#### DONNÉES DE L'EXERCICE:

# # # # # # #

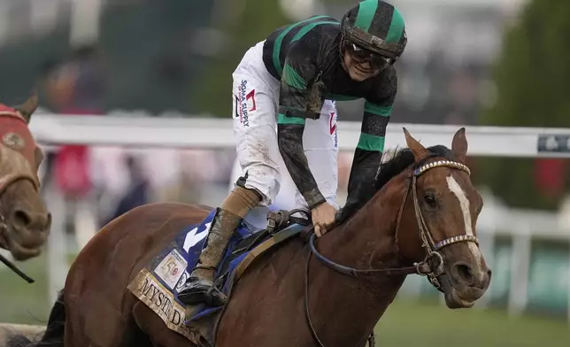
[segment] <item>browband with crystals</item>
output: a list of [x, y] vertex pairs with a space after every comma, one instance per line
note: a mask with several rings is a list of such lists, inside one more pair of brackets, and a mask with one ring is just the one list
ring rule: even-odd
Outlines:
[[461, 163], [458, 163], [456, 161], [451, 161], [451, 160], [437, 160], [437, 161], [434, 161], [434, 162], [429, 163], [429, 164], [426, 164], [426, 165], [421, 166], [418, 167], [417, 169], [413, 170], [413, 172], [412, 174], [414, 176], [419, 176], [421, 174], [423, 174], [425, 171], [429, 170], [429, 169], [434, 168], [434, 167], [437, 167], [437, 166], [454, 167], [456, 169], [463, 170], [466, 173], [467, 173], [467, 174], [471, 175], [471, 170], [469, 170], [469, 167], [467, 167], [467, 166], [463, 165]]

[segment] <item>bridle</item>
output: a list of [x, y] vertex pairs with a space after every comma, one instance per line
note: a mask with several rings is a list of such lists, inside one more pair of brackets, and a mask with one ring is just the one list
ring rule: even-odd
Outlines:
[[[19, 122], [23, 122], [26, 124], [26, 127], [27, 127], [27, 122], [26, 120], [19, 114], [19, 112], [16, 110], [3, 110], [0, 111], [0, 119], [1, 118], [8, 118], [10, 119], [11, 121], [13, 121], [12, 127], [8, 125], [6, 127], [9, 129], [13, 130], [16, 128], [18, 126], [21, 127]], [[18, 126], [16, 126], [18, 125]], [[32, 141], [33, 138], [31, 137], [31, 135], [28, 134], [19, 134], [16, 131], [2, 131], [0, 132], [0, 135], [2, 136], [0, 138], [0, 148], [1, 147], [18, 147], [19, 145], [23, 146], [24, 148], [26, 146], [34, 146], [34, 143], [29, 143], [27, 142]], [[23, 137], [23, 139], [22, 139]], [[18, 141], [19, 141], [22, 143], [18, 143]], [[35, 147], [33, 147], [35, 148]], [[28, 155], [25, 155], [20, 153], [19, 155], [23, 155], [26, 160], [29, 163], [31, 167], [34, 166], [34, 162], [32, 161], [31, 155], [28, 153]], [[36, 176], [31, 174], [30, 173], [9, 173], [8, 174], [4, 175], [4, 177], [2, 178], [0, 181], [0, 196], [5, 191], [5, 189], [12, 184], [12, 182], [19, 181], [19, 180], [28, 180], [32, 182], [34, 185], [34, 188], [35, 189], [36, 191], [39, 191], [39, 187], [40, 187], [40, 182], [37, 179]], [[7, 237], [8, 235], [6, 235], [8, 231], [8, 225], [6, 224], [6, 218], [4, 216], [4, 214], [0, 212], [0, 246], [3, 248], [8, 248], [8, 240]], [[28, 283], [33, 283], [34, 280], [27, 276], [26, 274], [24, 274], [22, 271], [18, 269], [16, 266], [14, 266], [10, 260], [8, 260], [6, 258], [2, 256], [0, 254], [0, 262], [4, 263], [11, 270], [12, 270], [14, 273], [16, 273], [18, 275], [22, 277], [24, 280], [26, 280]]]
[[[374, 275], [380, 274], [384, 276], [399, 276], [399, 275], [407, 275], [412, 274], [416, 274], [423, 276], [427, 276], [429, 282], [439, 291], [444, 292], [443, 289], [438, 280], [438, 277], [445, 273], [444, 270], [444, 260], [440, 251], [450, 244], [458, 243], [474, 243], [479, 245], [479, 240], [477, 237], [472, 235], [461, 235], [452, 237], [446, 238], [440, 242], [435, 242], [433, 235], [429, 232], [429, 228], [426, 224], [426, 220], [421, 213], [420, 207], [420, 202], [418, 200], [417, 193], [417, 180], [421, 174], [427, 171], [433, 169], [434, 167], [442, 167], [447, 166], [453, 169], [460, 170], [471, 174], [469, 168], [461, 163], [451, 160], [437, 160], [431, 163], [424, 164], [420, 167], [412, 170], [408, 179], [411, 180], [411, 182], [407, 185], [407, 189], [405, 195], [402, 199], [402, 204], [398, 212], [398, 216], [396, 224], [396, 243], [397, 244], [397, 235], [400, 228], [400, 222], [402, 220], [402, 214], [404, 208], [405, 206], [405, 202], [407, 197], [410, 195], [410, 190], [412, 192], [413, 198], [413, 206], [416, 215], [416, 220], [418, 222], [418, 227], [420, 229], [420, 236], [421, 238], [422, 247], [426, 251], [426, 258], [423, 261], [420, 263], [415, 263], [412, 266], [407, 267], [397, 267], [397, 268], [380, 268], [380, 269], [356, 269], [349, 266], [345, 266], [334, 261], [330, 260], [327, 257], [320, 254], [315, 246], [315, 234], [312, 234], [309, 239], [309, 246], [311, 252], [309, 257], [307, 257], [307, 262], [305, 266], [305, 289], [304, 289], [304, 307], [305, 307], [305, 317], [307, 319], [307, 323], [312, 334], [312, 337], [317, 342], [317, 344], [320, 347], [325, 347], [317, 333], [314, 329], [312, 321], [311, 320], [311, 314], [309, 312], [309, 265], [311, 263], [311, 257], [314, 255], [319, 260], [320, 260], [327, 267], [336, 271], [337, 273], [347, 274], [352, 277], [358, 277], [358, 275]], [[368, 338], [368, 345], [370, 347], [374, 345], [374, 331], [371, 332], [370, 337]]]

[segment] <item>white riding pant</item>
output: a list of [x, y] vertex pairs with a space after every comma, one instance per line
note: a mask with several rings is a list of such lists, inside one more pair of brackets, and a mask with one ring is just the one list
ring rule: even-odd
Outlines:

# # # # # # #

#### ÉNONCÉ:
Recopiez à l'identique toutes les lignes des enregistrements ci-dessus, sans y inclure les images.

#### RÉPONSE COMPLÈTE:
[segment] <item>browband with crystals</item>
output: a list of [x, y] vertex pairs with a space after every comma, one instance per line
note: a mask with several rings is a list of such lists, inside one more pair of brackets, and a mask with one ring is just the one list
ring rule: even-odd
Outlines:
[[461, 163], [458, 163], [456, 161], [451, 161], [451, 160], [437, 160], [437, 161], [434, 161], [434, 162], [429, 163], [429, 164], [426, 164], [426, 165], [421, 166], [418, 167], [417, 169], [413, 170], [413, 172], [412, 174], [414, 176], [419, 176], [421, 174], [423, 174], [425, 171], [429, 170], [429, 169], [434, 168], [434, 167], [437, 167], [437, 166], [454, 167], [456, 169], [463, 170], [466, 173], [467, 173], [467, 174], [471, 175], [471, 170], [469, 170], [469, 167], [467, 167], [467, 166], [463, 165]]

[segment] <item>bridle</item>
output: a list of [x, y] vertex pairs with a space after every comma, one instance per line
note: a mask with several rings is a list of such lists, inside one more pair of brackets, and a mask with one ring is just the one list
ring rule: even-odd
Outlines:
[[[19, 122], [23, 122], [26, 124], [26, 127], [27, 127], [27, 122], [26, 120], [19, 114], [19, 112], [16, 110], [3, 110], [0, 111], [0, 119], [1, 118], [8, 118], [10, 119], [11, 121], [13, 121], [12, 127], [8, 125], [6, 127], [9, 129], [13, 130], [16, 128], [18, 126], [21, 127]], [[18, 126], [16, 126], [18, 125]], [[32, 141], [33, 138], [31, 137], [31, 135], [28, 134], [19, 134], [16, 131], [2, 131], [0, 132], [0, 135], [2, 136], [0, 138], [0, 148], [1, 147], [18, 147], [19, 145], [23, 146], [24, 148], [26, 146], [34, 146], [34, 143], [29, 143], [27, 142]], [[23, 137], [23, 139], [22, 139]], [[18, 141], [19, 141], [22, 143], [18, 143]], [[35, 147], [33, 147], [35, 148]], [[28, 155], [25, 155], [20, 153], [19, 155], [23, 155], [26, 160], [29, 163], [31, 167], [34, 166], [34, 162], [32, 161], [31, 155], [28, 153]], [[36, 176], [31, 174], [30, 173], [9, 173], [8, 174], [4, 175], [4, 177], [2, 178], [0, 181], [0, 196], [5, 191], [5, 189], [12, 184], [12, 182], [19, 181], [19, 180], [28, 180], [32, 182], [34, 185], [34, 188], [35, 189], [36, 191], [39, 191], [39, 187], [40, 187], [40, 182], [37, 179]], [[7, 237], [8, 235], [6, 235], [8, 231], [8, 225], [6, 224], [6, 218], [4, 216], [4, 214], [0, 212], [0, 246], [3, 248], [8, 248], [8, 240]], [[28, 283], [33, 283], [34, 280], [27, 276], [26, 274], [24, 274], [22, 271], [18, 269], [16, 266], [14, 266], [10, 260], [8, 260], [6, 258], [2, 256], [0, 254], [0, 262], [4, 263], [11, 270], [12, 270], [14, 273], [16, 273], [18, 275], [22, 277], [24, 280], [26, 280]]]
[[[374, 275], [380, 274], [384, 276], [399, 276], [399, 275], [407, 275], [412, 274], [416, 274], [423, 276], [427, 276], [429, 282], [439, 291], [444, 292], [443, 289], [438, 280], [438, 277], [445, 273], [444, 270], [444, 260], [440, 251], [450, 244], [458, 243], [474, 243], [479, 245], [479, 240], [477, 237], [472, 235], [461, 235], [452, 237], [446, 238], [440, 242], [435, 242], [433, 235], [429, 232], [429, 228], [426, 224], [426, 220], [421, 213], [420, 207], [420, 202], [418, 200], [417, 193], [417, 180], [421, 174], [427, 171], [433, 169], [434, 167], [442, 167], [447, 166], [453, 169], [460, 170], [471, 174], [469, 168], [461, 163], [451, 160], [437, 160], [431, 163], [424, 164], [420, 167], [412, 170], [408, 179], [411, 180], [411, 182], [407, 185], [407, 189], [405, 195], [402, 199], [402, 204], [398, 212], [398, 216], [396, 224], [396, 243], [397, 244], [397, 235], [400, 228], [400, 222], [402, 220], [402, 214], [404, 208], [405, 206], [405, 202], [407, 197], [410, 195], [410, 190], [412, 192], [413, 198], [413, 206], [416, 215], [416, 220], [418, 222], [418, 227], [420, 229], [420, 236], [421, 238], [422, 247], [426, 251], [426, 258], [423, 261], [420, 263], [415, 263], [412, 266], [407, 267], [397, 267], [397, 268], [380, 268], [380, 269], [356, 269], [349, 266], [345, 266], [334, 261], [330, 260], [327, 257], [320, 254], [315, 246], [315, 234], [312, 234], [309, 239], [309, 246], [311, 252], [309, 257], [307, 257], [307, 262], [305, 266], [305, 289], [304, 289], [304, 307], [305, 307], [305, 317], [307, 319], [307, 323], [312, 334], [312, 337], [317, 342], [317, 344], [320, 347], [325, 347], [317, 333], [314, 329], [312, 321], [311, 320], [311, 314], [309, 312], [309, 265], [311, 263], [311, 257], [314, 255], [319, 260], [320, 260], [327, 267], [336, 271], [337, 273], [347, 274], [352, 277], [358, 277], [358, 275]], [[368, 338], [368, 345], [370, 347], [374, 345], [374, 331], [371, 332], [370, 337]]]

[segment] <item>white riding pant</item>
output: a list of [x, y] vertex pairs with a space after every comma, one instance per line
note: a mask with several rings is a list of such lists, inside one more pair of brackets, and a mask with one ring is just the one list
ring rule: even-odd
Outlines:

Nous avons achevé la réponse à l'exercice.